REQUEST
Count how many lines of the listing contain the string "grass" and give only that number.

ITEMS
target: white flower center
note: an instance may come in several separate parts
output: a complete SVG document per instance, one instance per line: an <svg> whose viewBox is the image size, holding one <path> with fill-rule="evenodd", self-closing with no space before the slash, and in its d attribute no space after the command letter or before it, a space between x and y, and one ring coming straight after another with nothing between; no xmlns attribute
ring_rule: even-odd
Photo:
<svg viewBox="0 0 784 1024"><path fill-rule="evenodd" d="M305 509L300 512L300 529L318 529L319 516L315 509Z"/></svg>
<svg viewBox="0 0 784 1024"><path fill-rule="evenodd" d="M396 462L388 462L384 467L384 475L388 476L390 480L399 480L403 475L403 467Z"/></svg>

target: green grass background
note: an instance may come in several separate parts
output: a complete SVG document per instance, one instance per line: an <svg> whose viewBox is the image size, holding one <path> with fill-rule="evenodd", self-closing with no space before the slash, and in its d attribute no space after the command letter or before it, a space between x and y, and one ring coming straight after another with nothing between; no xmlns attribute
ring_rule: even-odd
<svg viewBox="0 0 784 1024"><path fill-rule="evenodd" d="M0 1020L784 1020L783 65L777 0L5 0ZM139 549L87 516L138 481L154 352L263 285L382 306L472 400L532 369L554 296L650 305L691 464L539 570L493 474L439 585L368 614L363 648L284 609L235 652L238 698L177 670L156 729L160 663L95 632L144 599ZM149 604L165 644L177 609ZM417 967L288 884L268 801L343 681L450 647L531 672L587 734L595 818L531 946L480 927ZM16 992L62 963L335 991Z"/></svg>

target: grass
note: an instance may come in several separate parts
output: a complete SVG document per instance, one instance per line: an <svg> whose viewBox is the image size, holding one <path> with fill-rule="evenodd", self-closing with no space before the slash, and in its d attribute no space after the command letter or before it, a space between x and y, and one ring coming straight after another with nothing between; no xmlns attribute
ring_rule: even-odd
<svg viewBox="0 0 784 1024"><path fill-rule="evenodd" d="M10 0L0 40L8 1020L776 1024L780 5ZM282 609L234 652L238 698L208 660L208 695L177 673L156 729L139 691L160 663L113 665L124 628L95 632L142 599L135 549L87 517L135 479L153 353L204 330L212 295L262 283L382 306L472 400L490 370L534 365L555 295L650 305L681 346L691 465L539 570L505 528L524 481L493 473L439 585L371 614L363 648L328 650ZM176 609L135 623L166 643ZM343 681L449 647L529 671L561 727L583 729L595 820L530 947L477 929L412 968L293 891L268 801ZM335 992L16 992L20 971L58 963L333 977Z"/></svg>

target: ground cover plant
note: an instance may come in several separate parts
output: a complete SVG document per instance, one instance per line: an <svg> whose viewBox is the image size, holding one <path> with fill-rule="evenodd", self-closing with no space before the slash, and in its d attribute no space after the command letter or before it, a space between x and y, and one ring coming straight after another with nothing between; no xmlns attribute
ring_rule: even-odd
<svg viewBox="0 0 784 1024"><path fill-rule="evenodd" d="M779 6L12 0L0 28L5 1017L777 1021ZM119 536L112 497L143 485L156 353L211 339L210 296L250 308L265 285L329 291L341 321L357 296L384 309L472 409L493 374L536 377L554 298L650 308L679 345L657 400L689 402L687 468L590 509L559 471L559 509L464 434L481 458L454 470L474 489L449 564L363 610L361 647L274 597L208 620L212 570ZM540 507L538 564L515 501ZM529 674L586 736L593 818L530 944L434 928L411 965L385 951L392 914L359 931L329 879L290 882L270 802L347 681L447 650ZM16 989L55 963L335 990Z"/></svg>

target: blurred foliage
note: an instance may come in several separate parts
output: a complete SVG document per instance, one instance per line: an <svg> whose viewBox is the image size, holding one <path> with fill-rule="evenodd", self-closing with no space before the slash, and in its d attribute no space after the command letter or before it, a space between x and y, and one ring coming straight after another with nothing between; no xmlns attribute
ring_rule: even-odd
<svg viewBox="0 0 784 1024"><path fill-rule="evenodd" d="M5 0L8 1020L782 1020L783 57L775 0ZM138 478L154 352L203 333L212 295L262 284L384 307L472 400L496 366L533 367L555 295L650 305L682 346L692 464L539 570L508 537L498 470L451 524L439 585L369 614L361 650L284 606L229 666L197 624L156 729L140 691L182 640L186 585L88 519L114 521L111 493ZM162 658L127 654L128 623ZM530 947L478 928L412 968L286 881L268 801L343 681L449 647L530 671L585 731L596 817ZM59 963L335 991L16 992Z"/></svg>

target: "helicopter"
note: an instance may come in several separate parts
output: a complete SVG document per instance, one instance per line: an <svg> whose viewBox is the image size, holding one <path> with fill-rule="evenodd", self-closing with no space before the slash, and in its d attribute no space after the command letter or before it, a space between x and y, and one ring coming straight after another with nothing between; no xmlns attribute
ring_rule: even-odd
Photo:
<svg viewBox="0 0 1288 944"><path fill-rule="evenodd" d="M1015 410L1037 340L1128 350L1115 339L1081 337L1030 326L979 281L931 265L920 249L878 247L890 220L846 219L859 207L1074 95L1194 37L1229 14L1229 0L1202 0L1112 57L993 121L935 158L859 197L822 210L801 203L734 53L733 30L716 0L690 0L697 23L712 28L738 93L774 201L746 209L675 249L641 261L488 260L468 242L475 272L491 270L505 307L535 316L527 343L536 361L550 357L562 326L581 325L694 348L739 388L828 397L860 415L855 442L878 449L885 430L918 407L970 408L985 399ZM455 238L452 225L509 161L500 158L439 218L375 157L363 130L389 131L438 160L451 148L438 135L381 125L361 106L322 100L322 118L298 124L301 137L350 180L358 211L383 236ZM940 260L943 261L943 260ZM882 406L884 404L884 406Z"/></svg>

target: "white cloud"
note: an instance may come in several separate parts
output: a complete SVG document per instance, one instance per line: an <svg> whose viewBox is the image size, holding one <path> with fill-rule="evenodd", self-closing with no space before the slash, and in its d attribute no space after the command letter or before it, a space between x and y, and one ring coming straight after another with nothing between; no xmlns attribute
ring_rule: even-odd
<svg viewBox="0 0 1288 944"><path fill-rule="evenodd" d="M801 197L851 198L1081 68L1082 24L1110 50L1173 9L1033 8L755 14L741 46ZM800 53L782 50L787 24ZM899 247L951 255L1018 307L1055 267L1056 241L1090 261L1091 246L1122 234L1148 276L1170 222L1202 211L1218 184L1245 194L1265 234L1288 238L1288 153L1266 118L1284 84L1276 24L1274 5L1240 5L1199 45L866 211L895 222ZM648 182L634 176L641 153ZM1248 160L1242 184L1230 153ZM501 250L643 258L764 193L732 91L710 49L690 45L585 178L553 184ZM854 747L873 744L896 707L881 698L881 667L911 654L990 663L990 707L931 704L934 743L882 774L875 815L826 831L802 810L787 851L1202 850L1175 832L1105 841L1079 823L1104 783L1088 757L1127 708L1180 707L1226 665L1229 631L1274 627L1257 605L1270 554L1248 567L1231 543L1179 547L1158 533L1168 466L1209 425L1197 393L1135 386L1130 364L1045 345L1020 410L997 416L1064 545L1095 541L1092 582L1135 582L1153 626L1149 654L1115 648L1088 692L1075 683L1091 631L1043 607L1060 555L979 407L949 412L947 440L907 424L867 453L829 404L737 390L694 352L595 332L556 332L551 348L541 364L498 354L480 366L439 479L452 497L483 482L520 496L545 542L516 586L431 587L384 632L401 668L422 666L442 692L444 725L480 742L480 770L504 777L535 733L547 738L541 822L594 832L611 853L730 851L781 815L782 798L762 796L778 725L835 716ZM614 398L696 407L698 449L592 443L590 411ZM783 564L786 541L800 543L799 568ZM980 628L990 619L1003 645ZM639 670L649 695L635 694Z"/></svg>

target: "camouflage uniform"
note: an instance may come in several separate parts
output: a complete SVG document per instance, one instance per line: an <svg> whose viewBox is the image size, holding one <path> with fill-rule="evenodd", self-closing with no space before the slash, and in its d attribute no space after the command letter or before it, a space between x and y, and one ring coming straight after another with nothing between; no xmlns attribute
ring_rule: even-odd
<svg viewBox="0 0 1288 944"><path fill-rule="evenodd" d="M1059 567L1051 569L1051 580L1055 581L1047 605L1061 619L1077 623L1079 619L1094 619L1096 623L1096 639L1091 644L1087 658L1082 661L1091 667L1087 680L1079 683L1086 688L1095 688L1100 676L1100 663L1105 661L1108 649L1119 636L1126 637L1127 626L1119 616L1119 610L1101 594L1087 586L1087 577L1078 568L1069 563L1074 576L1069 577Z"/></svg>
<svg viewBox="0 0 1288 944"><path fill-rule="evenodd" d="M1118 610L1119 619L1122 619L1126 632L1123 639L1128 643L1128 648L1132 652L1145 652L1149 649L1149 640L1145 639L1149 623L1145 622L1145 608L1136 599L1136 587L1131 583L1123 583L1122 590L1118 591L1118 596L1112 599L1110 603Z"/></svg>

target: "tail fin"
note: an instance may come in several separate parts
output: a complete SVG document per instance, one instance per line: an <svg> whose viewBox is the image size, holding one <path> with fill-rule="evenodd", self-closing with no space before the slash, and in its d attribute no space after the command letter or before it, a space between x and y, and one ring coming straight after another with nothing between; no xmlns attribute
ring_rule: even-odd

PROBLEM SOLUTION
2